We will accept some degradation of behaviour when running the wallet on
different devices:
\begin{itemize}
\item
Both copies might generate the same fresh addresses
\item
There can be differences in the reported balance while there are
transactions in flight that only one of the two copies has knowledge
of. In particular, when one copy sends a transaction, that transaction
will only affect the balance reported by the other wallet once it is
recorded on the blockchain.
\item
If the wallets use different delegation preferences, funds sent to the
wallet might end up being delegated to different pools.
\end{itemize}
\subsubsection{Maintain Privacy}
\label{maintain-privacy}
HD Wallets maintain some level of privacy by using multiple addresses
that are not obviously and publicly tied to the same wallet. Delegating
stake should not necessarily link the addresses in the wallet of a
delegator.
\subsubsection{Short Addresses}
\label{short-addresses}
It is beneficient to have short addresses, for two reasons: addresses are
user-facing, and overly long addresses are burdensome for users. Also, every
UTxO entry contains an address, so short addresses reduce the memory footprint
of the UTxO and the whole ledger state.
Adding delegation to the system should not increase the length of
addresses more than necessary. Ideally, we should use the opportunity of having
to modify the address scheme to come up with an address length that is
even shorter than in Byron.
\subsubsection{No lookup of old blocks}
\label{no-lookup-of-old-blocks}
The current Cardano design allows, in principle, an implementation of a
node that discards blocks after a period of time so that it only needs
to keep a limited number of recent blocks. This is true in part because
nothing in the existing validation rules requires looking up arbitrary
old blocks. All information necessary for validation can be accumulated
in a running state, in a \texttt{foldl} style. This is a useful design
property to retain.
\subsection{Design Goals}
\label{design-goals}
\subsubsection{No Special Wallet for Stake Pool Operators}
\label{no-special-wallet-for-stake-pool-operators}
If possible, we would like to avoid a situation where stake pool
operators are required to use a special kind of wallet. Apart from
registering their pool and running their own nodes, they should be able
to use the same wallet as anyone else, without any additional or
restricted features.
We expect that following this design goal will lead to less engineering
effort, better maintainability, and a better user experience for stake
pool operators.

· · ·

**WORK REQUIRED:** Transcribe the Cardano delegation excerpt between "Adding delegation to" and "property to retain.", inclusive. The entries below come from an unrelated source.

· · ·

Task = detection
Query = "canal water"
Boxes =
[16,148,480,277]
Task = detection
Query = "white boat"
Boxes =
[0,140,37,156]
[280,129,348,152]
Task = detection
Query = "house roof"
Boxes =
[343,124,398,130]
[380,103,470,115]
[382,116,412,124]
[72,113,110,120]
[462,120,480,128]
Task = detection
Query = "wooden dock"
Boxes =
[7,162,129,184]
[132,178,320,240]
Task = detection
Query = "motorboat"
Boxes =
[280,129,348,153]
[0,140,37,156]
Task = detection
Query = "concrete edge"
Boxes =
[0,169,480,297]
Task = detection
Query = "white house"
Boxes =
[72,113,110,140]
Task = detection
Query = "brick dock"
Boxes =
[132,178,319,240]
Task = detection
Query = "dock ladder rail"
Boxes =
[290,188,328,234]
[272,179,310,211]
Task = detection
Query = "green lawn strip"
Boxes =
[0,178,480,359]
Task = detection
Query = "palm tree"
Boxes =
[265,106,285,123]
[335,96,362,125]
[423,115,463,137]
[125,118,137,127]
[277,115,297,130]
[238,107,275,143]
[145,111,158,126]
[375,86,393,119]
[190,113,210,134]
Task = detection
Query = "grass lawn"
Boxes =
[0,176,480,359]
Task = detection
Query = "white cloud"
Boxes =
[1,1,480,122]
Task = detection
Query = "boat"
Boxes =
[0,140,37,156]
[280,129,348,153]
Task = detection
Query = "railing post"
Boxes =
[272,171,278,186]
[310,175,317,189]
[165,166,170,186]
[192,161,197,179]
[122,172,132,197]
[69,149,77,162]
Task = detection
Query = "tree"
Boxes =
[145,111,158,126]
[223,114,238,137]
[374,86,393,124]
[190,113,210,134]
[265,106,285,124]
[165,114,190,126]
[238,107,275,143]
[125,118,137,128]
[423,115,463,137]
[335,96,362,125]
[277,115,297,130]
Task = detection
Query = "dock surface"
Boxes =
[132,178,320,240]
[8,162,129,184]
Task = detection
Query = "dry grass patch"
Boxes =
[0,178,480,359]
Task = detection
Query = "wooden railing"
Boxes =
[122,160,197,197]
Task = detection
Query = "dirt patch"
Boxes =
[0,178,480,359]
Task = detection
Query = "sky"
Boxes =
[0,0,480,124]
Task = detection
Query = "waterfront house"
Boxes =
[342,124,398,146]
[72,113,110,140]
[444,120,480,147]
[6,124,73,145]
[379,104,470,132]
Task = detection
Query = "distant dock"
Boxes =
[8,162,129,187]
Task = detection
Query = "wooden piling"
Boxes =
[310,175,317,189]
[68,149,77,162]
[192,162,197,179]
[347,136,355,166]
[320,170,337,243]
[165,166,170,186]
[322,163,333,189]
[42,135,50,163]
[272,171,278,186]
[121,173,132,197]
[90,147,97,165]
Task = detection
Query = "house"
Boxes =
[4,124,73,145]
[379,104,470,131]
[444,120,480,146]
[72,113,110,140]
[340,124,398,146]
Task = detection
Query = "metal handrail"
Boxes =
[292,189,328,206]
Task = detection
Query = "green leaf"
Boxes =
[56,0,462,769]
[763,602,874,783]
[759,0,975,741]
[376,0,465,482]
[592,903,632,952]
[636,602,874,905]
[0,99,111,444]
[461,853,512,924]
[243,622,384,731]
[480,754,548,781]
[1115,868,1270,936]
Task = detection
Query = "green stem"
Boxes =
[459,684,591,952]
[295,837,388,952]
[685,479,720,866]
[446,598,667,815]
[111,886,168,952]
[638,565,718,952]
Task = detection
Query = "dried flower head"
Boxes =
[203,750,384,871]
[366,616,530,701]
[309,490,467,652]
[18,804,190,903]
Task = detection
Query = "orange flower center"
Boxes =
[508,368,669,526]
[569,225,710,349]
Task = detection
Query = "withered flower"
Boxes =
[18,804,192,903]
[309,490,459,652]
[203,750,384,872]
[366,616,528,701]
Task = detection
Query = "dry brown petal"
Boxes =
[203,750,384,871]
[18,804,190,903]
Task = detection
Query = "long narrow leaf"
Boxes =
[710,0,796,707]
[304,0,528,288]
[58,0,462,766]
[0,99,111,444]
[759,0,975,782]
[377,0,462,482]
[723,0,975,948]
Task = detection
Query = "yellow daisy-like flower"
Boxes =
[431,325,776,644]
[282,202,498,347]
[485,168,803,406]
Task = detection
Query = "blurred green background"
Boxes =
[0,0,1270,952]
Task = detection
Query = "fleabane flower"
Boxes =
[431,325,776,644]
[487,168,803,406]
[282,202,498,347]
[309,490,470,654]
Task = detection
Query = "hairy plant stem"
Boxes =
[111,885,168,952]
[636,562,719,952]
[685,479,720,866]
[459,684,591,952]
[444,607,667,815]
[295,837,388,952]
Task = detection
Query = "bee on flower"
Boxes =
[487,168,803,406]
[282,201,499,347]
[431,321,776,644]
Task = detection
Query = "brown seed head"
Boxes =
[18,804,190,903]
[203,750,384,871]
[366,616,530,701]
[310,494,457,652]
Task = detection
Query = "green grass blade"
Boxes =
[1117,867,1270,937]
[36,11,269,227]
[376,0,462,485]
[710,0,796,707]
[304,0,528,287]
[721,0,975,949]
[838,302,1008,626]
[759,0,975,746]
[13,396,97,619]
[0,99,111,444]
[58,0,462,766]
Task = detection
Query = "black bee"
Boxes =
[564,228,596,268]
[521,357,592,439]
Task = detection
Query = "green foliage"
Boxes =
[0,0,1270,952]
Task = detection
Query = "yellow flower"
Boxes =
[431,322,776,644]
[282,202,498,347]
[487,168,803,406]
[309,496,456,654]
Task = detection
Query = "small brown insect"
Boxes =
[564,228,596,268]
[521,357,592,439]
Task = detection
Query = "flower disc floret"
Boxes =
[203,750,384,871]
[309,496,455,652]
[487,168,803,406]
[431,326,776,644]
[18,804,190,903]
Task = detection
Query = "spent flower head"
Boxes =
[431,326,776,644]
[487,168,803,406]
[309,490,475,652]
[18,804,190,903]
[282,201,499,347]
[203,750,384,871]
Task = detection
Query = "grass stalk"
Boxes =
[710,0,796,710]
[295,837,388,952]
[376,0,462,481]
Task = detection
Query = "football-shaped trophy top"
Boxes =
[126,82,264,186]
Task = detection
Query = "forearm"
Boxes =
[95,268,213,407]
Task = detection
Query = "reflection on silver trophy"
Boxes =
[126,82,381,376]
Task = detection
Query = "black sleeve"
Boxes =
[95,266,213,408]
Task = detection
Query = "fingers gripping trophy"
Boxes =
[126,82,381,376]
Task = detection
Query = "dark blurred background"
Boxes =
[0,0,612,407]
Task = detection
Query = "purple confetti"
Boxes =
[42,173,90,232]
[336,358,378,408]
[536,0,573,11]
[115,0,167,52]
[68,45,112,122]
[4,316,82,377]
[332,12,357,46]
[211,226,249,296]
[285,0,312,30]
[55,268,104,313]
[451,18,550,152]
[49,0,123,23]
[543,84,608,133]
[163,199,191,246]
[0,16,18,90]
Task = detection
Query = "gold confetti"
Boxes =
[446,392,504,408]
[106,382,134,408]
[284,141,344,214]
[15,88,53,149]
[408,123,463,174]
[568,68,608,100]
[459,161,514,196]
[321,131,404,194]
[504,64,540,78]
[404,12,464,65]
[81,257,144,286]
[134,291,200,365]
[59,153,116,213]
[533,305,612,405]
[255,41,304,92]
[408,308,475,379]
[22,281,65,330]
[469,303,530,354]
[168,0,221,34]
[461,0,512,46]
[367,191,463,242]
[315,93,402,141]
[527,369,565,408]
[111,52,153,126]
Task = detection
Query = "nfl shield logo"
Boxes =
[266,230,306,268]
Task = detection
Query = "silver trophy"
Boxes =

· · ·

**EXERCISE RESPONSE:**
Adding delegation to the system should not increase the length of
addresses more than necessary. Ideally, we should use the opportunity of having
to modify the address scheme to come up with an address length that is
even shorter than in Byron.
\subsubsection{No lookup of old blocks}
\label{no-lookup-of-old-blocks}
The current Cardano design allows, in principle, an implementation of a
node that discards blocks after a period of time so that it only needs
to keep a limited number of recent blocks. This is true in part because
nothing in the existing validation rules requires looking up arbitrary
old blocks. All information necessary for validation can be accumulated
in a running state, in a \texttt{foldl} style. This is a useful design
property to retain.